Nei libri di Dawkins, che l’A. reputa comunque essere uno scrittore affascinante, ricco di idee e con uno stile provocatorio estremamente stimolante, sono quattro essenzialmente i concetti che, secondo il noto polemista, portano verso una visione atea del mondo: 1) una visione scientifica della realtà rende inutile la fede in Dio come valenza esplicativa; 2) le affermazioni di fede non hanno nessuna validità poiché non poggiano su argomenti razionali ma solo su credenze irrazionali; 3) la visione del mondo offerta dalla religione è povera e limitata rispetto a quella offerta dalle scienze; 4) la religione conduce al male ed è come un virus che infetta le menti dell’uomo.
Nel cap. 1, McGrath presenta la figura di Dawkins, offrendo una sintesi della storia della biologia da Darwin in poi, nonché della nuova visione del mondo che questa ha portato nelle concezioni scientifiche dell’Inghilterra del XVIII sec., e degli sviluppi portati dagli studi di Mendel. L’A. presenta quindi la figura del “gene egoista” sviluppata da Dawkins, che intende i geni come fossero entità che guidano e manipolano i propri “contenitori” per perpetuarsi nel tempo, visto che «un organismo non è altro che uno strumento del DNA e non viceversa».
Nel cap. 2, l’A. si domanda se veramente una concezione darwiniana della realtà sia necessariamente atea, sia secondo Darwin stesso che secondo alcuni suoi prestigiosi discepoli, e più in generale se è vero che un uomo di scienza non possa non essere ateo. Analizza poi il “dio orologiaio” di William Paley come sintomatico dell’errata impostazione di Dawkins, visto che questi lo prende come unico modello teologico con il quale confrontarsi, mentre trattavasi in realtà di una dottrina sulla creazione con poco successo in ambito protestante (e praticamente nullo in quello cattolico).
Il cap. 3 analizza il valore epistemologico della fede, ovvero se questa, come Dawkins sostiene, significhi fiducia piena in assenza di prove, e persino in presenza di prove contrarie, o se questa definizione totalmente arbitraria di Dawkins non spetti piuttosto all’ateismo da lui propugnato; e che posto ha poi la fede (quella basata sulla “testimonianza” altrui, non contro ragione) nelle teorie scientifiche.

▸ Consegna
Come prosegue il testo sul libro di McGrath dedicato a Dawkins? Scrivi il seguito a partire dall'ultima frase.

▸ Dati forniti
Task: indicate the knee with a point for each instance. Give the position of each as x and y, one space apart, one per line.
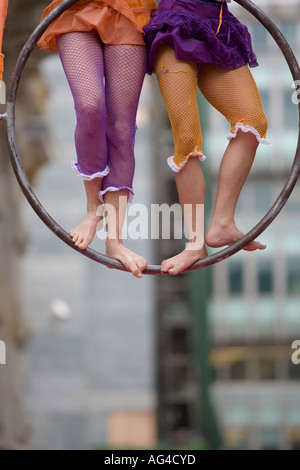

▸ Risposta
Nel cap. 4 l’A. si presenta l’analogo del gene di Dawkins: il “meme”, un «replicatore culturale» che consente la trasmissione dell’informazione attraverso lo spazio ed il tempo, allo stesso modo in cui il gene trasmette i caratteri biologici. Una teoria che, come l’A. fa giustamente notare, non porta nessuna risposta soddisfacente al problema del progresso culturale della società e dei singoli individui, ma rappresenta semplicemente la risposta che più si accorda con la visione del mondo di Dawkins.
Il cap. 5, infine, espone in modo sommario il rapporto fra scienza e religione: gli scenari passati, i conflitti, ma soprattutto le prospettive future di collaborazione che potranno esserci se, e solo se, ogni disciplina saprà definire e rispettare il suo ambito e metodo di ricerca, cercando di arricchirsi grazie ad un incontro con l’altra. Non quindi due discipline parallele che non si toccano mai, né sintesi forzate che sviliscono invece di arricchire; ma confronto aperto e sereno, ricordando che non esistono due entità assolute come “scienza” e “teologia”, ma uomini che desiderano conoscere il come ed il perché delle cose. Un atteggiamento che Dawkins non solo non ha, ma considera dannoso.